Exercise task:
Please echo the data line for line, beginning at its first line and stopping after the line that contains "[[[912,335],[893,327],[855,325],[855,377],[863,396],[912,392]]]".

-*-*-

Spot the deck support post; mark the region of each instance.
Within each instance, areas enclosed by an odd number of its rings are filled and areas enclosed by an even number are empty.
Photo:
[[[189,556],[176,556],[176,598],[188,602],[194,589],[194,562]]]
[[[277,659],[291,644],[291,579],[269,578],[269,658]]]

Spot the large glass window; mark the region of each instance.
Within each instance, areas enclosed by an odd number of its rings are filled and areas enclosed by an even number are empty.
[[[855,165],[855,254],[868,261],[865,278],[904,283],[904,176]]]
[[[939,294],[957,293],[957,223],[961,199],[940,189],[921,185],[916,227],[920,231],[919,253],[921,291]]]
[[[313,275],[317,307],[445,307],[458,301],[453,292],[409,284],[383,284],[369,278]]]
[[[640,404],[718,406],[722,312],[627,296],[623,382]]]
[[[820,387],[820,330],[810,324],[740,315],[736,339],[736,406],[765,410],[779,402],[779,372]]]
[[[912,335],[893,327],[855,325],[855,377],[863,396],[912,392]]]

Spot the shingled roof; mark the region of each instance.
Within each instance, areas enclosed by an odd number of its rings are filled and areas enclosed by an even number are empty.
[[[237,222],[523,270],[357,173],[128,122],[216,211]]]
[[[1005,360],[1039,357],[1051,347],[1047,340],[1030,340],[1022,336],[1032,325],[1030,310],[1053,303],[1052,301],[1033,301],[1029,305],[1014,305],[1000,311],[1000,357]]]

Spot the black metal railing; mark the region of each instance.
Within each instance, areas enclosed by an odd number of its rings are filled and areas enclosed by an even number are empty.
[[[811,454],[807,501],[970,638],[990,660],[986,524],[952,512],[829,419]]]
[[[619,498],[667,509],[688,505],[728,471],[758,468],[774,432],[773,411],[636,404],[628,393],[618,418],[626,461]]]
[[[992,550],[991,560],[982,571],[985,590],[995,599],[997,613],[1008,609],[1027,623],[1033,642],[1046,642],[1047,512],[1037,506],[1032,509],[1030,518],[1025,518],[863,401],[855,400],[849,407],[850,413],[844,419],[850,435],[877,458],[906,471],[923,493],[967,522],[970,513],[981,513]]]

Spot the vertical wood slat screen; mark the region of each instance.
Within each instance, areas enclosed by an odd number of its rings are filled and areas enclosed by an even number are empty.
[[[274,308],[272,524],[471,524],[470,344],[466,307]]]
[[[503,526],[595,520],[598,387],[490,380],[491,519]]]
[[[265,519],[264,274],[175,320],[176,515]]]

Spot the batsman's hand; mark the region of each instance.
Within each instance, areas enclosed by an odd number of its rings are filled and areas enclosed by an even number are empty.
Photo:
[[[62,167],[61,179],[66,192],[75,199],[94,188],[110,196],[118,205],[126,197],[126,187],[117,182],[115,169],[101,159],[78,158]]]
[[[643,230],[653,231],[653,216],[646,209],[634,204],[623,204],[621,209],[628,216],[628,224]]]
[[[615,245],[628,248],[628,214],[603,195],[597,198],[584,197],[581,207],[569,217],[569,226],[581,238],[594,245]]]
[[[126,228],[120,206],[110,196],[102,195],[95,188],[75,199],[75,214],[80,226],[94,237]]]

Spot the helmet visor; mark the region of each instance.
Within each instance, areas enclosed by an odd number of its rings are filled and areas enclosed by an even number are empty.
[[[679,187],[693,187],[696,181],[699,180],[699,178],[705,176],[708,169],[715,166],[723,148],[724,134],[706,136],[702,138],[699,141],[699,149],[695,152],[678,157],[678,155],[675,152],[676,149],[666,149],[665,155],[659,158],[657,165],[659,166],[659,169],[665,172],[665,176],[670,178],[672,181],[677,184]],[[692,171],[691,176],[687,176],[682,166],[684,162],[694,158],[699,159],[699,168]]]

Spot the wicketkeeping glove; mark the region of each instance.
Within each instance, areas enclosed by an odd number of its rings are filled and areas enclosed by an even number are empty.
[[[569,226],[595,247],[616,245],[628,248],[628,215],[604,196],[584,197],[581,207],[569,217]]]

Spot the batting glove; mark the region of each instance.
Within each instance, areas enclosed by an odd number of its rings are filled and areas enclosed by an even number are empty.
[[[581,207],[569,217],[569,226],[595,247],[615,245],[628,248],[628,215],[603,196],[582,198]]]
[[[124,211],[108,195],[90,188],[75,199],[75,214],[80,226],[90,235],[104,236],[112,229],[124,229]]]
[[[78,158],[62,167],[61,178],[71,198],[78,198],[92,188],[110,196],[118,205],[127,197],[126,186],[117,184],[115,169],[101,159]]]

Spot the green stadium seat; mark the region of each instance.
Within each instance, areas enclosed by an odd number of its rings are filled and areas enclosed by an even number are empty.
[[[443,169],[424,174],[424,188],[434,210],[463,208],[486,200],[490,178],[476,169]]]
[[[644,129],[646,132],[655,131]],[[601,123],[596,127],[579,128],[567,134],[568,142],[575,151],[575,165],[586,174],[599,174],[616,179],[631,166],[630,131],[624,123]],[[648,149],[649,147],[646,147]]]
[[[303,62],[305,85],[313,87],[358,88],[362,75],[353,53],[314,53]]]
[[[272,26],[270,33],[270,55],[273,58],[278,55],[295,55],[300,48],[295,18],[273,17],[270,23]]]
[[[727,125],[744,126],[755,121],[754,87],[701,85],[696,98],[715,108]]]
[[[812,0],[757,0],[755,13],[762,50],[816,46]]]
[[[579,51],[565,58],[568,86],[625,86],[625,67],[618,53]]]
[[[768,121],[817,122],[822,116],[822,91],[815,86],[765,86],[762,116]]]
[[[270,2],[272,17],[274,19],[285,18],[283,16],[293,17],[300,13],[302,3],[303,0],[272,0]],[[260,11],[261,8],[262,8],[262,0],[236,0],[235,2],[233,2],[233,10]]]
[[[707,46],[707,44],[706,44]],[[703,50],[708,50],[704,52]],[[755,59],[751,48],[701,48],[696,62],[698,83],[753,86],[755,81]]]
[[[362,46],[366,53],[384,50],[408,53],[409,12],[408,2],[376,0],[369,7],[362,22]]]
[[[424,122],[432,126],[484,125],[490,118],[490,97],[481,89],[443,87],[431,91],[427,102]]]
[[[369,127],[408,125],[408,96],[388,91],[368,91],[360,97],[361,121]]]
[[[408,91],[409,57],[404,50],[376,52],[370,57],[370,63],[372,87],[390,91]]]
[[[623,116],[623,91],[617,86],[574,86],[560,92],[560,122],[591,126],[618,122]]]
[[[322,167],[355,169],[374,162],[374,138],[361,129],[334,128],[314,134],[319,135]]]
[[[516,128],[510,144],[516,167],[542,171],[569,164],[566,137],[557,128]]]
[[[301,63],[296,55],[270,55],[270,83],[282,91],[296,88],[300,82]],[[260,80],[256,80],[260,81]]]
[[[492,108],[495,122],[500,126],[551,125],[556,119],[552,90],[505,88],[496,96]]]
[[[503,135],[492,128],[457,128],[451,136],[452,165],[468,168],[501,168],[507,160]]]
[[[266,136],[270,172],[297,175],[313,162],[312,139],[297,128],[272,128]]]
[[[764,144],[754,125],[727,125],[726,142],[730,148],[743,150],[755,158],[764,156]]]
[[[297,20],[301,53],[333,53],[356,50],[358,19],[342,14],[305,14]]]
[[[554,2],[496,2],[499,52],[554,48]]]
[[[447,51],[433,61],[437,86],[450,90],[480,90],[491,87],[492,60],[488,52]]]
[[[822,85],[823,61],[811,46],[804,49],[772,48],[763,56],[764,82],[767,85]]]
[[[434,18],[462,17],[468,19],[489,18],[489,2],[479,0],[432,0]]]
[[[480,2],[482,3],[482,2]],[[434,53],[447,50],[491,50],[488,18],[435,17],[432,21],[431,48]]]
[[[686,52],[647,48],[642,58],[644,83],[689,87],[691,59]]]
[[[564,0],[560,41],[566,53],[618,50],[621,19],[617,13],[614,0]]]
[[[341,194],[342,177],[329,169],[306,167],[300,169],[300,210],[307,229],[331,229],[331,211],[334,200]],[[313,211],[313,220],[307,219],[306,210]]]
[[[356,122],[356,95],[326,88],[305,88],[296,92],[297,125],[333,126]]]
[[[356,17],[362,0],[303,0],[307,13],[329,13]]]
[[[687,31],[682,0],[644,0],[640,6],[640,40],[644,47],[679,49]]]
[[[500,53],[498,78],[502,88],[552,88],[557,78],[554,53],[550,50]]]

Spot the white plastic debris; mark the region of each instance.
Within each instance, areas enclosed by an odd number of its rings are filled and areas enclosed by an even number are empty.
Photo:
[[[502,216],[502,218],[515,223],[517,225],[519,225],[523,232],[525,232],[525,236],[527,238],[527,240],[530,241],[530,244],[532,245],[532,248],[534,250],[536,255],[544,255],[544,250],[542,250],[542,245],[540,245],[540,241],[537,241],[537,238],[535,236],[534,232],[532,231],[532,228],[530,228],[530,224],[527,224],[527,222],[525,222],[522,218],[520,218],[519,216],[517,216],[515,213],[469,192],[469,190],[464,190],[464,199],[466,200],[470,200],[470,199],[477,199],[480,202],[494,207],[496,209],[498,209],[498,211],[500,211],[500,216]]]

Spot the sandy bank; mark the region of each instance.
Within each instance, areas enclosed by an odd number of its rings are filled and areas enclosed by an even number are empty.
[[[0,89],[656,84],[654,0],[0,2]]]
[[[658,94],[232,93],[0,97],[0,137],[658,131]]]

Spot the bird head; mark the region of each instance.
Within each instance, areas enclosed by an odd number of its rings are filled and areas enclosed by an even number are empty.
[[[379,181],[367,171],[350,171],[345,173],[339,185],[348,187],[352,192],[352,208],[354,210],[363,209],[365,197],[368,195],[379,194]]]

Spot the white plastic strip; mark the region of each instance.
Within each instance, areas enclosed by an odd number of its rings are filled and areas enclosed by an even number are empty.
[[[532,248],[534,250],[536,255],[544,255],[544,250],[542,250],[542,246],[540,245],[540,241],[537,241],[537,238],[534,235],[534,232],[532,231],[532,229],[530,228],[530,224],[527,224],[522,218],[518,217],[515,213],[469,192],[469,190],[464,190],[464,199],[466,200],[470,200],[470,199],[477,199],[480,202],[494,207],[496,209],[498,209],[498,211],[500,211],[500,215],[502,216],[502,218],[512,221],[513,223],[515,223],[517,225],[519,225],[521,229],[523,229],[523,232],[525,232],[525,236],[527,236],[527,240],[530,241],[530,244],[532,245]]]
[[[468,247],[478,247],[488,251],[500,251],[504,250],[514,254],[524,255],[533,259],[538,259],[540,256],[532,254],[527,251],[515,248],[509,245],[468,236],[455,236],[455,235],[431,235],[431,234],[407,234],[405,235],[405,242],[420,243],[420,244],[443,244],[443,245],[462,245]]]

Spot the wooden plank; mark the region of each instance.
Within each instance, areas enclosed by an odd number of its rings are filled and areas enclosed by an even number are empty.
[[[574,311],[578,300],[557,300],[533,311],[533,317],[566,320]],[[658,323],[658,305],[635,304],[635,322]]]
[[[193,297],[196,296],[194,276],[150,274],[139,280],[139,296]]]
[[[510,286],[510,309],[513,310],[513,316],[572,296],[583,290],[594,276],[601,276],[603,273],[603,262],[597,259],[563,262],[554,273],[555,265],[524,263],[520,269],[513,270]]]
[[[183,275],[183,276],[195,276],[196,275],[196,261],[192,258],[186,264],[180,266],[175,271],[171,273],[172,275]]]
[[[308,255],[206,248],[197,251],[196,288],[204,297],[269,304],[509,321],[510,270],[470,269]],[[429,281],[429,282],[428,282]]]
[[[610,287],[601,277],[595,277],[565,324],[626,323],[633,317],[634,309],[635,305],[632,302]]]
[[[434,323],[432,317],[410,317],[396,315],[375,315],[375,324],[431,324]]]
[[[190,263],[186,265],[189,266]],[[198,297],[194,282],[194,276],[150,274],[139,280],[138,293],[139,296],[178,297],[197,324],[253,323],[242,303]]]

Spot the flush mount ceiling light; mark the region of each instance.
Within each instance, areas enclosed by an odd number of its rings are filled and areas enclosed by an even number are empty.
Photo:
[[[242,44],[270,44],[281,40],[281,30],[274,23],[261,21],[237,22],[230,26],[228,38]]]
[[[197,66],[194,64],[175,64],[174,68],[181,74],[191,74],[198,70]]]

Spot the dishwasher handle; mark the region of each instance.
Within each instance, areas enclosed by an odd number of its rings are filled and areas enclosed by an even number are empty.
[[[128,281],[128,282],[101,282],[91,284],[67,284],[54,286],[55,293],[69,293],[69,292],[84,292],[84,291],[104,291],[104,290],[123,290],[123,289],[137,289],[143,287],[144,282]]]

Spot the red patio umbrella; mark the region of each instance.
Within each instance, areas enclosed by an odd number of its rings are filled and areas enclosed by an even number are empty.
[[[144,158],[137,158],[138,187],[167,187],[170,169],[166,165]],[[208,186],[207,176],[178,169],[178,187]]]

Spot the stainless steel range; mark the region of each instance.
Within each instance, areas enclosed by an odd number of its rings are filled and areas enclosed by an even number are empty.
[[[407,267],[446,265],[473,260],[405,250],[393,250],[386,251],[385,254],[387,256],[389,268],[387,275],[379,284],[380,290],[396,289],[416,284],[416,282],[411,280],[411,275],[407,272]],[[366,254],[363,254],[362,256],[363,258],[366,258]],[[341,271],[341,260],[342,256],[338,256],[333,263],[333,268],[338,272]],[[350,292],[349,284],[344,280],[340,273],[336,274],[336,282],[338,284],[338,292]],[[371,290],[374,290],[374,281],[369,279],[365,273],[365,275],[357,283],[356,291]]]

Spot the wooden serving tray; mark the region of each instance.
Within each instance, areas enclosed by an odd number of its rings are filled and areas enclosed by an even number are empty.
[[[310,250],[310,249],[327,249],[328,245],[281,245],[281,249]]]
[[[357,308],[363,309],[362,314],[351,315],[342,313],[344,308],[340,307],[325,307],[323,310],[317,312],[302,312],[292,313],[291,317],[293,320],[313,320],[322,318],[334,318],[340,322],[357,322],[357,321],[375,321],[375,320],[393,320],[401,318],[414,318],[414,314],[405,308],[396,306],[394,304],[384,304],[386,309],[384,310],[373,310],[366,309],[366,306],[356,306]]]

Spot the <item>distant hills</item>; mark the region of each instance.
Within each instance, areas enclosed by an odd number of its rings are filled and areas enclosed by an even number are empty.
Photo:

-*-*-

Response to the task:
Spot the deck support post; mark the region of each instance.
Within each instance, areas enclosed by an odd number of its rings are filled and areas enclosed by an even number are empty.
Photo:
[[[189,556],[176,556],[176,598],[188,602],[194,589],[194,562]]]
[[[277,659],[291,644],[291,579],[269,578],[269,658]]]

Spot the large glass window; mark the region of each instance.
Within each instance, areas enclosed by an odd number of its rings are filled and areas enclosed by an even number are empty.
[[[855,165],[855,254],[868,261],[865,278],[904,283],[904,176]]]
[[[939,294],[957,293],[957,223],[961,199],[940,189],[921,185],[916,227],[920,231],[919,253],[921,291]]]
[[[313,275],[317,307],[445,307],[458,301],[453,292],[409,284],[383,284],[369,278]]]
[[[640,404],[718,406],[722,312],[627,296],[623,382]]]
[[[820,387],[820,330],[810,324],[740,315],[736,339],[736,406],[765,410],[779,402],[779,372]]]
[[[912,335],[893,327],[855,325],[855,377],[863,396],[912,392]]]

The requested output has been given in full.